(Records from a pointing dataset)
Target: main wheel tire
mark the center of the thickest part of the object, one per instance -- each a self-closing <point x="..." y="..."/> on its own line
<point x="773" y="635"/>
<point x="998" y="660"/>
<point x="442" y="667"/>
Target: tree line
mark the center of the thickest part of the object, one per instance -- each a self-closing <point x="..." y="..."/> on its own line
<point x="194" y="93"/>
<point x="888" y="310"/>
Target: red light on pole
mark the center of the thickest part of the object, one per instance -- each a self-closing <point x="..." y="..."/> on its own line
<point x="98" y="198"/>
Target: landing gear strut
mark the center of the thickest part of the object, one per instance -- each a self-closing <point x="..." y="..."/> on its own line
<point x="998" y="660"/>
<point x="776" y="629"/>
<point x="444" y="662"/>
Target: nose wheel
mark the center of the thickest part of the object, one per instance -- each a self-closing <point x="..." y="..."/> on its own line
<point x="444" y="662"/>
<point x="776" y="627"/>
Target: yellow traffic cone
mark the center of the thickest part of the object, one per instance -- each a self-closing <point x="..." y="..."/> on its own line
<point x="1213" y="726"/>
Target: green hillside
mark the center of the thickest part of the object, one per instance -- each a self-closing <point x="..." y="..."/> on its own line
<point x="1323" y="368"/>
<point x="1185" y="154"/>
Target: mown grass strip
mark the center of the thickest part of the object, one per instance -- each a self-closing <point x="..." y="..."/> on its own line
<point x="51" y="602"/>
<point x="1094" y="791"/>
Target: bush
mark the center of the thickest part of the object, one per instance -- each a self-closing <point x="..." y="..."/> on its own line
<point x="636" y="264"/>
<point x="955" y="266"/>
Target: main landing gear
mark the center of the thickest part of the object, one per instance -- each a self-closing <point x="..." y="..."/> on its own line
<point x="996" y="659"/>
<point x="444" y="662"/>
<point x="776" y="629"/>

● EXERCISE: Can you repeat all of the records above line for line, with no changes?

● WRITTEN REPLY:
Target: main wheel tire
mark the center of the thickest part of the object, one per instance -- each a self-closing <point x="..." y="..."/> on its own line
<point x="773" y="635"/>
<point x="998" y="660"/>
<point x="442" y="667"/>
Target: tree line
mark the center of the thickest part of the object, one per instance -- each a self-closing <point x="..." y="..."/> on its own line
<point x="194" y="93"/>
<point x="888" y="310"/>
Target: red light on pole
mark the center of the thickest part of the object, one per instance -- each a self-closing <point x="..." y="..."/> on its own line
<point x="98" y="198"/>
Target: landing gear strut
mark the center of the thickest part of the object, one per instance -- each a self-closing <point x="..." y="..."/> on its own line
<point x="998" y="660"/>
<point x="776" y="629"/>
<point x="444" y="662"/>
Target: nose wheel
mark the center of the thickest part of the object, one per instance -- each a self-closing <point x="..." y="..."/> on its own line
<point x="444" y="662"/>
<point x="776" y="627"/>
Target: yellow traffic cone
mark the center of the thickest part of the object, one per instance -- each a self-closing <point x="..." y="..."/> on its own line
<point x="1213" y="726"/>
Target: green hillside
mark the center of the thickest part of the object, one per instance -- each a self-closing <point x="..." y="..."/> on its own line
<point x="1323" y="368"/>
<point x="1185" y="154"/>
Target: mown grass strip
mark the center of the thickest part of the object, one per instance -- each a self-closing <point x="..." y="..."/> on its own line
<point x="51" y="602"/>
<point x="1094" y="791"/>
Target: bush
mark the center of the thickest part of the object, one per instance -- each a self-closing <point x="..." y="..."/> on its own line
<point x="636" y="264"/>
<point x="955" y="266"/>
Target: main landing gear
mark the center of the thickest part of the object, one per instance -- each a self-closing <point x="..." y="..."/> on its own line
<point x="996" y="659"/>
<point x="444" y="662"/>
<point x="776" y="629"/>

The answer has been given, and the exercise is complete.